§ **Provided information**:
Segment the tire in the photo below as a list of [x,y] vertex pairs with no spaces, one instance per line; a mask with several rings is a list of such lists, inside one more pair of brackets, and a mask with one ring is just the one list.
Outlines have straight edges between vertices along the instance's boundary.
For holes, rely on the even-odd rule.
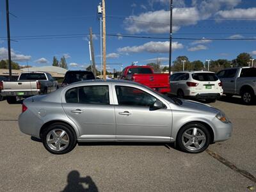
[[42,141],[47,150],[58,155],[70,152],[77,143],[73,129],[61,123],[53,124],[47,127],[43,132]]
[[[196,129],[195,137],[193,136],[195,129]],[[211,135],[207,128],[197,123],[189,124],[182,127],[176,140],[177,145],[181,150],[191,154],[204,151],[210,144],[210,141]]]
[[8,104],[15,104],[17,102],[16,97],[7,97],[6,100]]
[[177,97],[180,99],[184,98],[184,93],[182,90],[179,90],[177,92]]
[[215,102],[216,100],[216,99],[205,99],[205,102],[207,103],[210,103],[210,102]]
[[252,104],[255,99],[253,92],[250,89],[245,89],[241,92],[241,97],[244,104],[250,105]]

§ **Exercise instructions**: Recast the material above as a two-column CSV with the header row "instruction,output" and one row per request. Put each request's text and its answer in a single quoted field, replace line breaks with spaces, and omit the pictures.

§ **Answer to this problem**:
instruction,output
"Segment the tire in the photo below as a list of [x,y] vertex pairs with no spaces, one instance per line; a mask with several rings is a list of such lists, inside one more pair of brackets, and a mask with one ring is just the one list. Outlines have straight edges between vertices along the instance's boundary. For holes, rely on the even-odd rule.","[[42,141],[47,150],[58,155],[70,152],[77,143],[73,129],[61,123],[53,124],[47,127],[43,132]] [[[196,129],[195,137],[193,136],[195,129]],[[211,135],[207,128],[197,123],[189,124],[182,127],[176,140],[177,145],[181,150],[191,154],[204,151],[210,144],[210,141]]] [[8,104],[15,104],[17,102],[16,97],[7,97],[6,100]] [[177,97],[180,99],[184,98],[184,93],[182,90],[179,90],[177,92]] [[215,102],[216,100],[216,99],[205,99],[205,102],[207,103],[210,103],[210,102]] [[252,104],[255,99],[253,92],[250,89],[245,89],[241,92],[241,97],[244,104],[250,105]]"